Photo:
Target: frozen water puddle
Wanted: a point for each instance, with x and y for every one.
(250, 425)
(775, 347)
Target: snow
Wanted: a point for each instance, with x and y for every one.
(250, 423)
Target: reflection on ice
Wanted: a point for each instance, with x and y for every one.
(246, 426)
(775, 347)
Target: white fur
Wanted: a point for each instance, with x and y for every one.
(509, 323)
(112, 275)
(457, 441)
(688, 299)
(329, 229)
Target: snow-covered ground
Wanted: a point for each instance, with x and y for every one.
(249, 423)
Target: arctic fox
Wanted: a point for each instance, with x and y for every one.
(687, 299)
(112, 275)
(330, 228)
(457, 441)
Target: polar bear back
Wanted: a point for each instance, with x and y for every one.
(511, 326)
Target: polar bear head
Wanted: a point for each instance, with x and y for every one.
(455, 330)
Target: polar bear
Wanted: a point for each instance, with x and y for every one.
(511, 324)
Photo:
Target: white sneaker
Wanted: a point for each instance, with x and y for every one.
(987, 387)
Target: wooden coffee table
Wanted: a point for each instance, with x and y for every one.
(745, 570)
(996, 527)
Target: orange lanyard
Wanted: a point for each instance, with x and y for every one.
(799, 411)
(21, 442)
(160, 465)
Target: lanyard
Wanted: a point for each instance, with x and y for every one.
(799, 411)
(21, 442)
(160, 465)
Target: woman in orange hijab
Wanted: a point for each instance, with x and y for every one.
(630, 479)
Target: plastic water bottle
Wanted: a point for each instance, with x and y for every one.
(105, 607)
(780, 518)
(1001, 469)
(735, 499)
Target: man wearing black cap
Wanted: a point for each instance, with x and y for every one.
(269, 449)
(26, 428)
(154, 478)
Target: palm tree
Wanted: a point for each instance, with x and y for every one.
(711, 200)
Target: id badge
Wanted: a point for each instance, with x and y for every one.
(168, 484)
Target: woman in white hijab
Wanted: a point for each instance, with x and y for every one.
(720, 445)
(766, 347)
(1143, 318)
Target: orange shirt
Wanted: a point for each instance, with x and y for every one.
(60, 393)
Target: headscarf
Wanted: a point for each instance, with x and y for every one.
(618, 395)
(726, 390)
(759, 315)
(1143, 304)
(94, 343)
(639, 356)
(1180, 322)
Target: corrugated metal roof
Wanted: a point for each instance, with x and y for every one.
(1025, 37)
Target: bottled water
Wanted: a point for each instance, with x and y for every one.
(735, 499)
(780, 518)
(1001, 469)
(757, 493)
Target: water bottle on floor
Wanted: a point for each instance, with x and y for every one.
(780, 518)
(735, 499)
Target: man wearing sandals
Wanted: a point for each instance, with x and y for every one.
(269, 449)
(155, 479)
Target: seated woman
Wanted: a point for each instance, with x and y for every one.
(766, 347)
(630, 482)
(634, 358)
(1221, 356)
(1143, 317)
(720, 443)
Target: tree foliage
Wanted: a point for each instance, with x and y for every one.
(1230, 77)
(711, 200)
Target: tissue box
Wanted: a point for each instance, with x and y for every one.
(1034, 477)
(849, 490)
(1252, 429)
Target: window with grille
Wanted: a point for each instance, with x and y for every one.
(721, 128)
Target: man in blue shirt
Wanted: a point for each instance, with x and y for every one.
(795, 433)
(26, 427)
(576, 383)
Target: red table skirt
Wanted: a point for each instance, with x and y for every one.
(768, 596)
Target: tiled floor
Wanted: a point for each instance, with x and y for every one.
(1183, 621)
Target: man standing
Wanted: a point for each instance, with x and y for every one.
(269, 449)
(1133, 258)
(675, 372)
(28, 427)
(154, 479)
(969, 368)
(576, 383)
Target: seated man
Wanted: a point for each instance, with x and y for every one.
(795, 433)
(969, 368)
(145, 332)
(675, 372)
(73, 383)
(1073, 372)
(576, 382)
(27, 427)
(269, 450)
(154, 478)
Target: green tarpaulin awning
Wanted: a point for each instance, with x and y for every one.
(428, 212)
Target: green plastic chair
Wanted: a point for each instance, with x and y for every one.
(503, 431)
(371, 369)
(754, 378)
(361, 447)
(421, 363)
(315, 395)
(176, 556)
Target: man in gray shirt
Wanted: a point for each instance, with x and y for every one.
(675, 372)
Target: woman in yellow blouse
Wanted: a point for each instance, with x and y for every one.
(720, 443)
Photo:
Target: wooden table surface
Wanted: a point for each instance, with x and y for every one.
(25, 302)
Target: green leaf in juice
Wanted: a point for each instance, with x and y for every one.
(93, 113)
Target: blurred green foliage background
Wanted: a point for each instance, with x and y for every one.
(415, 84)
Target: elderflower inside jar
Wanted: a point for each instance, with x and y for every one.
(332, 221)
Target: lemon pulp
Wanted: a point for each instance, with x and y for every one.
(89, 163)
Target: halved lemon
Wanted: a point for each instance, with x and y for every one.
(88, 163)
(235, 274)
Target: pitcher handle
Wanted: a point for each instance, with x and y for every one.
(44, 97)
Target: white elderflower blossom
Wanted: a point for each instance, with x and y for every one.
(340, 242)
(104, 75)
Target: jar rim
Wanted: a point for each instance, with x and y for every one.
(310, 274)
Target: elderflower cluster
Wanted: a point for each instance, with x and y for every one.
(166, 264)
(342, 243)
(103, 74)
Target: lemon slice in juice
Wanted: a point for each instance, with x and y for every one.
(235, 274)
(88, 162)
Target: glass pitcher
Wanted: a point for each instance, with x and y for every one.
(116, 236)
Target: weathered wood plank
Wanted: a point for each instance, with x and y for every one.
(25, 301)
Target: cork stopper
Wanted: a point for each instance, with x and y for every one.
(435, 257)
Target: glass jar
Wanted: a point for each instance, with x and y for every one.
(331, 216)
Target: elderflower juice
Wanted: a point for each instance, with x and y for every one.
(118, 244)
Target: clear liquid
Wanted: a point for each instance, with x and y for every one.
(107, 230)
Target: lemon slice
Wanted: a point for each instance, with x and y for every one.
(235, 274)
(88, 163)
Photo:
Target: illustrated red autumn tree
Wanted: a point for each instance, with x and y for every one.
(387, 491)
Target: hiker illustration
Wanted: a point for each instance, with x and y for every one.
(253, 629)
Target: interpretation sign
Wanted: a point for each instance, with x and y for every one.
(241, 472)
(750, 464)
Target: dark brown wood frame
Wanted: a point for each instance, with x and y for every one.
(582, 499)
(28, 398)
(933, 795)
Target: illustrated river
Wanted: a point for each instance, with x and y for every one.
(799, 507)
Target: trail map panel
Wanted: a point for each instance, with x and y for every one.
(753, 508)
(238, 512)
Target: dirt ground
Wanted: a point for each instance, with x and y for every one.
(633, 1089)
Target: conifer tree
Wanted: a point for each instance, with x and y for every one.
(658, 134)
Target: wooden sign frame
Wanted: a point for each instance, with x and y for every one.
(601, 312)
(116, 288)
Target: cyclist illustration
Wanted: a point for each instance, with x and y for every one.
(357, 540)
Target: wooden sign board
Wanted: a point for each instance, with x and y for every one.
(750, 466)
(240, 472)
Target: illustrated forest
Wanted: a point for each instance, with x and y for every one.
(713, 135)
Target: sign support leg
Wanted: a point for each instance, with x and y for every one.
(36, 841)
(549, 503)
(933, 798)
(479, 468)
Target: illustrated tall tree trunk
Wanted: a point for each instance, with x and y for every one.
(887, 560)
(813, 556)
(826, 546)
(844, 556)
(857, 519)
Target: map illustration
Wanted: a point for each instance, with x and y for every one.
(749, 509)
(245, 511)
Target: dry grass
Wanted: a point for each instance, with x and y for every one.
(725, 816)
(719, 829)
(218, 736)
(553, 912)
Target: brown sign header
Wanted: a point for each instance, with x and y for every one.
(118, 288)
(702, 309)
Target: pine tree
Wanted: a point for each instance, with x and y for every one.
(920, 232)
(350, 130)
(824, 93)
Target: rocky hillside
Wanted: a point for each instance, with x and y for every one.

----

• Task to carry out:
The lines to return are those holding the string "plastic" anywhere in the listing above.

• Answer for this exercise:
Target: plastic water bottle
Target: green plastic chair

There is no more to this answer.